Count the lines below containing "baby"; state the number only.
-- EXTRACTED RECORDS follows --
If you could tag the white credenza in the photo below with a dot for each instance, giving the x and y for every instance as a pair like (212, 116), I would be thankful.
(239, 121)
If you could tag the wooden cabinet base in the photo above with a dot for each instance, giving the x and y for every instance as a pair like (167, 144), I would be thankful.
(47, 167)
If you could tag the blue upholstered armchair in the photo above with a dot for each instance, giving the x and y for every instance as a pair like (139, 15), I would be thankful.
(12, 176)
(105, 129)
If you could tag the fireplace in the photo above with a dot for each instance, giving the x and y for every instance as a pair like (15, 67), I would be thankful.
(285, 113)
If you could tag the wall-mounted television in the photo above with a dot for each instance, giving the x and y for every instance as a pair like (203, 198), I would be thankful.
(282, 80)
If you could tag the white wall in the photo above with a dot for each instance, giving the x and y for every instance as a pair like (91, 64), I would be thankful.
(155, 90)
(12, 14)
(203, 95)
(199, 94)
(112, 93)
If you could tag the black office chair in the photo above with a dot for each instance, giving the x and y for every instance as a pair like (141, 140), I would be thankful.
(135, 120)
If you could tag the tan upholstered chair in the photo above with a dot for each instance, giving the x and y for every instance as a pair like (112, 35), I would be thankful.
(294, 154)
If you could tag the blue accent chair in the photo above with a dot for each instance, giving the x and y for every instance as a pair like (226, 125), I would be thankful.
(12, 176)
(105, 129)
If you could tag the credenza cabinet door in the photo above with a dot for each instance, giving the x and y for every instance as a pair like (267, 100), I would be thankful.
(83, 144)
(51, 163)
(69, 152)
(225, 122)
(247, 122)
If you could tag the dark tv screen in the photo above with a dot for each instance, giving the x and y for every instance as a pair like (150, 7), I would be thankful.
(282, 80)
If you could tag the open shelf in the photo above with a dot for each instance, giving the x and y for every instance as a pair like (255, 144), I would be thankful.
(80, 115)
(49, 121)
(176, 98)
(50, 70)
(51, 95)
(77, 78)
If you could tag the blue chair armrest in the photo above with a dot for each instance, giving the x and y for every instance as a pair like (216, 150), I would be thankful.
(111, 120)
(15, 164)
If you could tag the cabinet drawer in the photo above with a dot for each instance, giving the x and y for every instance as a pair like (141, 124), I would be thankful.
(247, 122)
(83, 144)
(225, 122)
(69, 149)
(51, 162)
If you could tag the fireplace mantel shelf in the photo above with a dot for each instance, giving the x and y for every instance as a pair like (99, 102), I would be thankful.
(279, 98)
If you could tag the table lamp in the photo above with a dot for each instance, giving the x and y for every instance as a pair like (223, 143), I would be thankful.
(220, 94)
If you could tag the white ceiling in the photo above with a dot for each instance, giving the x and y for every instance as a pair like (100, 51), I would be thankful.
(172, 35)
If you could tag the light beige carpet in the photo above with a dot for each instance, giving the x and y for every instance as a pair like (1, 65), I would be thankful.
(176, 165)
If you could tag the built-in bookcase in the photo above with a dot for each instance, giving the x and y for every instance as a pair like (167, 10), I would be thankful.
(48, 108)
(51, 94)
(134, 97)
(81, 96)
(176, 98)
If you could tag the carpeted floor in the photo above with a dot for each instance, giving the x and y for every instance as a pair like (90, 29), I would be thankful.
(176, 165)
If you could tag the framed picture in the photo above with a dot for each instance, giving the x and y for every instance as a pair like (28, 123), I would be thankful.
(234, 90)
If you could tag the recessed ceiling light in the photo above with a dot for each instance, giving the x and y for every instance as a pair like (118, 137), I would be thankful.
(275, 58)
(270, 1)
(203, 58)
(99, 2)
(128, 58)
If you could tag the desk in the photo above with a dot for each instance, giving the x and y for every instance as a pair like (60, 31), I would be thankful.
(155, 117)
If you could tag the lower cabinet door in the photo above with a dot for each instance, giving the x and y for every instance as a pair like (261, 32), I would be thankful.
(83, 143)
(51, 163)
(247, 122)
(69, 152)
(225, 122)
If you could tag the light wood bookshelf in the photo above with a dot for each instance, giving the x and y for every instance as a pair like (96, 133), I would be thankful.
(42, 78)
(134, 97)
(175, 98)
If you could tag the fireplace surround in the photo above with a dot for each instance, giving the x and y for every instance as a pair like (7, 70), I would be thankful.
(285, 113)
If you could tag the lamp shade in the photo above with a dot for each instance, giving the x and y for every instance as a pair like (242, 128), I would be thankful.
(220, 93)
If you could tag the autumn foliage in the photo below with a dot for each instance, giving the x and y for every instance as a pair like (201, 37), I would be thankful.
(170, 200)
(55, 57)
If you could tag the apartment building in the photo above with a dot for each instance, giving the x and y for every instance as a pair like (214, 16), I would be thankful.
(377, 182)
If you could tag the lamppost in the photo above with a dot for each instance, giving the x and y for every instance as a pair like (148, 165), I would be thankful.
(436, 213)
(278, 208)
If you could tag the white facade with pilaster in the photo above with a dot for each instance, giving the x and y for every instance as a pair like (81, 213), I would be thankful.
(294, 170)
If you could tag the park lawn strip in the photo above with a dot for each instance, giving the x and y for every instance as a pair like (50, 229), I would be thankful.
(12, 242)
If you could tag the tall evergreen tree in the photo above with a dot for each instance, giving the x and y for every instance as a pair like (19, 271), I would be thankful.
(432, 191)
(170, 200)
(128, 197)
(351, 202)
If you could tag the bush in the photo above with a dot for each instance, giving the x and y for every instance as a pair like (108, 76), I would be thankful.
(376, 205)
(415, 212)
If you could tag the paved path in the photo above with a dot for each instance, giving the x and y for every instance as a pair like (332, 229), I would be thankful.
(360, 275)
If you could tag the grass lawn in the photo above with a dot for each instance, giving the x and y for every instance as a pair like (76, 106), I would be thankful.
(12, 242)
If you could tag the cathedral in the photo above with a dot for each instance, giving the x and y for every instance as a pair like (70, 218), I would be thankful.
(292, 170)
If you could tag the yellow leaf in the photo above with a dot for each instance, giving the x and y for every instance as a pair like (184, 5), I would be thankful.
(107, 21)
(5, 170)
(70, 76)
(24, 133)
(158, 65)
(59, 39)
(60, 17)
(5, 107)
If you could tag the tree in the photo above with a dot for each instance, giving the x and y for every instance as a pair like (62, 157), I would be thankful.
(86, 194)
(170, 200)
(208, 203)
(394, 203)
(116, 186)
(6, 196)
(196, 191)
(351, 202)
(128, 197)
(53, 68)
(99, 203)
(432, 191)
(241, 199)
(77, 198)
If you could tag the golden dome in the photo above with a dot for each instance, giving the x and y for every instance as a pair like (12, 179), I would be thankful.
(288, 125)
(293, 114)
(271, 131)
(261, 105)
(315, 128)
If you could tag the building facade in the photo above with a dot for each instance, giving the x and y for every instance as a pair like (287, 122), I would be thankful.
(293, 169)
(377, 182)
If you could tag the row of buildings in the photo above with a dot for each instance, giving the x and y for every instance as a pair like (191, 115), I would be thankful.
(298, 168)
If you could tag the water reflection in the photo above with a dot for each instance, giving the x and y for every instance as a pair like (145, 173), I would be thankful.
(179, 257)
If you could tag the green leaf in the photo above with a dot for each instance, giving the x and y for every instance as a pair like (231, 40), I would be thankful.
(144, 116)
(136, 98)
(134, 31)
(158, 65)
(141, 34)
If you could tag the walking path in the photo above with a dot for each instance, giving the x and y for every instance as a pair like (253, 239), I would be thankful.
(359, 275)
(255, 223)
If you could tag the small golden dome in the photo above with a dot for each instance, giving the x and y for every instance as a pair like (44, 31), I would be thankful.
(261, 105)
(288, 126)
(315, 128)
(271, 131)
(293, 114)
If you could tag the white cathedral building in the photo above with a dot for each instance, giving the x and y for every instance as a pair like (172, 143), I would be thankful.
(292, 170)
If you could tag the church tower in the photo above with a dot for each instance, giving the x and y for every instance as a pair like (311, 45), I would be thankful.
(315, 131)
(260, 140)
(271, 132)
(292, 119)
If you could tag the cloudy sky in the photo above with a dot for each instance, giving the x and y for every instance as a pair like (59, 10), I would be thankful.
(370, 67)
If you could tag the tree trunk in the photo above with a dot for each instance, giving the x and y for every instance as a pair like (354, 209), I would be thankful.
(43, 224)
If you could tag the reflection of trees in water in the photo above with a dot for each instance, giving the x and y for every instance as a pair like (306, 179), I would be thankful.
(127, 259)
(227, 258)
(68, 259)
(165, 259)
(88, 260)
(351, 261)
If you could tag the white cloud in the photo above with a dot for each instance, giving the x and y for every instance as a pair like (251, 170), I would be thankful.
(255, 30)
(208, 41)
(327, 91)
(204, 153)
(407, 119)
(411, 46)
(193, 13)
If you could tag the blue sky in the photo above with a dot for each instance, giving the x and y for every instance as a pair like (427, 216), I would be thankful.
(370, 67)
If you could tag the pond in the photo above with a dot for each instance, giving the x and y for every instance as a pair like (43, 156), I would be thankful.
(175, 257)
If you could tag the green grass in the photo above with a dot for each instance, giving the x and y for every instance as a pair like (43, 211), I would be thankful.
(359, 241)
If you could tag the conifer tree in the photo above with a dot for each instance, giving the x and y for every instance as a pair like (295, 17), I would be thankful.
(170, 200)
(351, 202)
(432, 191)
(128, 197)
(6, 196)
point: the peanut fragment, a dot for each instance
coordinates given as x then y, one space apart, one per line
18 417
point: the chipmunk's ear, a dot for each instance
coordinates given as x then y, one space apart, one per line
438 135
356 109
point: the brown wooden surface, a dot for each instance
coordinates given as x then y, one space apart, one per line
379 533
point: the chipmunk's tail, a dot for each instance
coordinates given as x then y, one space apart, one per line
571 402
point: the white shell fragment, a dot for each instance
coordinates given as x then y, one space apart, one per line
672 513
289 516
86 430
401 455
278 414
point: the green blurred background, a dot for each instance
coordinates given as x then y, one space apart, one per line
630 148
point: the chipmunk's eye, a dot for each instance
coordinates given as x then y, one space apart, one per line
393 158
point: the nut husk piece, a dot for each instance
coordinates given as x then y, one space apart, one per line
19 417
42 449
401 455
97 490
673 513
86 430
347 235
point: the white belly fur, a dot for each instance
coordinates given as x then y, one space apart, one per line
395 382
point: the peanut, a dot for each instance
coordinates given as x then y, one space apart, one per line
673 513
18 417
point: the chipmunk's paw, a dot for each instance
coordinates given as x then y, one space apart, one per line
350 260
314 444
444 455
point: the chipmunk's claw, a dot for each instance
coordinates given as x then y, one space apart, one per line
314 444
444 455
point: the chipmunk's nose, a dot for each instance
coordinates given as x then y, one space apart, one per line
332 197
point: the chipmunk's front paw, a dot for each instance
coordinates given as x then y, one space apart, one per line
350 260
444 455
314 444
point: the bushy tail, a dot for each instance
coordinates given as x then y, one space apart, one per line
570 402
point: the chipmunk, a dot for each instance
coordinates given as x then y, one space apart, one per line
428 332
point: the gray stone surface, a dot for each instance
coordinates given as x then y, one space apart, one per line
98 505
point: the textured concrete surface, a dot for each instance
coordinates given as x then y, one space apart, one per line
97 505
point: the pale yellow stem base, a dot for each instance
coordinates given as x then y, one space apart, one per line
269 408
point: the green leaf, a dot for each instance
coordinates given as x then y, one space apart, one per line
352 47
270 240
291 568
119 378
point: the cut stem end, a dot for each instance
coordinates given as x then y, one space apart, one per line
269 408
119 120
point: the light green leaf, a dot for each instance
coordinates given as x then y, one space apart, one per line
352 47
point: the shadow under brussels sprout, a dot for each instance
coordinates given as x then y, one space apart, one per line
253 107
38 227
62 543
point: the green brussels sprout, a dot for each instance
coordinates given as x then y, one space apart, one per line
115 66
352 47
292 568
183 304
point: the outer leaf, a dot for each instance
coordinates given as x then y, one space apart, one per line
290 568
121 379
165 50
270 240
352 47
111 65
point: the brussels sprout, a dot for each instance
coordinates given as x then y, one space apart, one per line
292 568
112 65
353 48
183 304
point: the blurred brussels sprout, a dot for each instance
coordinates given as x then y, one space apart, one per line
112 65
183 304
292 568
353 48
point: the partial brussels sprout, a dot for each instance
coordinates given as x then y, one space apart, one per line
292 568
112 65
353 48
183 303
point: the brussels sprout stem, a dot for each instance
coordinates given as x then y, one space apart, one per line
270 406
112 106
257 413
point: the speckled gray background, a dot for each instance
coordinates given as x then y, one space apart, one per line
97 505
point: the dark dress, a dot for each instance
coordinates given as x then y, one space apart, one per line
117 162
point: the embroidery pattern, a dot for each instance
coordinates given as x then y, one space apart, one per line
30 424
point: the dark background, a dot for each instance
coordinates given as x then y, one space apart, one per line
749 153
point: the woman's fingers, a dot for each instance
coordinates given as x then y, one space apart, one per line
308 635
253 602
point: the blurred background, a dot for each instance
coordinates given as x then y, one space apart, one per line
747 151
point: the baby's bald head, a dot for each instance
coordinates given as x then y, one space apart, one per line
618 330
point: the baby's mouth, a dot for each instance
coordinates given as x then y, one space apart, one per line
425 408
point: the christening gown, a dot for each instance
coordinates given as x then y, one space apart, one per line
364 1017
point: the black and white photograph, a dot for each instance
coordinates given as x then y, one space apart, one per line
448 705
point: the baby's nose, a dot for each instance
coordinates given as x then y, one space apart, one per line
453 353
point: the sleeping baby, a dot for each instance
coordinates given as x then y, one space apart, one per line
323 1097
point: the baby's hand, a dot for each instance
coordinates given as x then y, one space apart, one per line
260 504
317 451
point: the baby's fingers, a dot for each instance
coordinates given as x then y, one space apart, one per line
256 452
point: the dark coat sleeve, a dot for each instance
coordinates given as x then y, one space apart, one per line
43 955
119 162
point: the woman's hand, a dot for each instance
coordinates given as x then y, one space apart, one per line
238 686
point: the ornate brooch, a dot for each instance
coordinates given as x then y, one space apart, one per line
-- EXTRACTED RECORDS concluded --
◆ **RESPONSE FOR THIS EXERCISE**:
6